## [TASK OBJECTIVE]
Rewrite all the items below with each "Query" replaced by "Target", keeping everything else as it is.

## [RECORDS SUPPLIED]
==============================

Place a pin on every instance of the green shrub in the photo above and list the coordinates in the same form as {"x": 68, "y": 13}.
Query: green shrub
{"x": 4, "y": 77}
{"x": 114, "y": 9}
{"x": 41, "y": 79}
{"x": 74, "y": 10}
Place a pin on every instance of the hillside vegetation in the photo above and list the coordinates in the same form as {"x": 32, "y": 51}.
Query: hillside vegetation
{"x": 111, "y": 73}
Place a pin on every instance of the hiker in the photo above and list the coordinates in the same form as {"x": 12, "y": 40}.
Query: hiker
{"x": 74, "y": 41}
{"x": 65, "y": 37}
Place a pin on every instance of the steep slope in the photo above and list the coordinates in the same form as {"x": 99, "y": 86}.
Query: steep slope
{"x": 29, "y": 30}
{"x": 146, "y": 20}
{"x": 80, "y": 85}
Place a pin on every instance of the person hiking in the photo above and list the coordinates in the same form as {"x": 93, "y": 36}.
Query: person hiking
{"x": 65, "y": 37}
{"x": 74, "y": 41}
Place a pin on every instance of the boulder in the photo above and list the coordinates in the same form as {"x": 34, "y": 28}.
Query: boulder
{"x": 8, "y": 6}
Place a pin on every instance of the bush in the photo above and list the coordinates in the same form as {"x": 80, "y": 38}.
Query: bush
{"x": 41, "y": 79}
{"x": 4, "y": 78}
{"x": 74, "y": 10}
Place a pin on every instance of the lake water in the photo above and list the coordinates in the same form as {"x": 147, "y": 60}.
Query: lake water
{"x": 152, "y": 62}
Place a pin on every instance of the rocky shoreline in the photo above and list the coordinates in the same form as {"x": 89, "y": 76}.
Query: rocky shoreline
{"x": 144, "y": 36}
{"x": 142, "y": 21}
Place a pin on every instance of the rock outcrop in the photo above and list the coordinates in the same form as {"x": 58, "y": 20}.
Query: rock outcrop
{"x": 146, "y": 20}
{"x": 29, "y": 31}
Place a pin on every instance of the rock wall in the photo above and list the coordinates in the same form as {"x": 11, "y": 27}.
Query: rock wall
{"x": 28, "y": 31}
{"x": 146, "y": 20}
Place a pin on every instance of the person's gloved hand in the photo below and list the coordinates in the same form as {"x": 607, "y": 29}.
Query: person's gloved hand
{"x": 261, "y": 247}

==============================

## [OUTPUT BELOW]
Place a pin on every instance of the green shrub in the photo above and list the coordinates in the same form as {"x": 68, "y": 13}.
Target: green shrub
{"x": 4, "y": 77}
{"x": 114, "y": 9}
{"x": 41, "y": 79}
{"x": 74, "y": 10}
Place a pin on every instance of the hillside vegetation in the photo above and list the coordinates in the same form as {"x": 32, "y": 51}.
Target: hillside vegetation
{"x": 111, "y": 73}
Place a pin on every instance of the hiker in the photo above and list the coordinates in the same form as {"x": 12, "y": 40}.
Target: hiker
{"x": 74, "y": 41}
{"x": 65, "y": 37}
Place a pin on every instance of the steep slope in the photo above and list the coordinates in the same form as {"x": 99, "y": 86}.
Target: steep slope
{"x": 29, "y": 30}
{"x": 146, "y": 20}
{"x": 80, "y": 85}
Place a pin on every instance of the person hiking in the photo above and list the coordinates in the same form as {"x": 93, "y": 36}.
Target: person hiking
{"x": 65, "y": 37}
{"x": 74, "y": 41}
Place a pin on every instance of the boulder in the photo above and list the coordinates in the same form as {"x": 34, "y": 28}.
Target: boulder
{"x": 8, "y": 6}
Place a pin on every instance of the bush in the photo above and list the coordinates in the same form as {"x": 80, "y": 38}.
Target: bush
{"x": 41, "y": 79}
{"x": 4, "y": 78}
{"x": 74, "y": 10}
Place a pin on every instance of the lake water in the photo above and list the coordinates in the same form as {"x": 147, "y": 60}.
Target: lake water
{"x": 152, "y": 62}
Place a pin on every instance of the rocky shoreline in the photo above and list the coordinates in the same form as {"x": 89, "y": 76}.
Target: rocky shoreline
{"x": 144, "y": 36}
{"x": 142, "y": 21}
Place a pin on every instance of the rock outcrop in the photo above and list the coordinates in the same form as {"x": 58, "y": 20}.
Target: rock outcrop
{"x": 146, "y": 20}
{"x": 29, "y": 31}
Place a pin on every instance of the rock wall in the photo above and list the coordinates in the same form as {"x": 11, "y": 27}.
Target: rock wall
{"x": 28, "y": 31}
{"x": 146, "y": 20}
Place a pin on every instance of the person's gloved hand in the photo below and list the coordinates in the same form as {"x": 607, "y": 29}.
Target: person's gloved hand
{"x": 261, "y": 247}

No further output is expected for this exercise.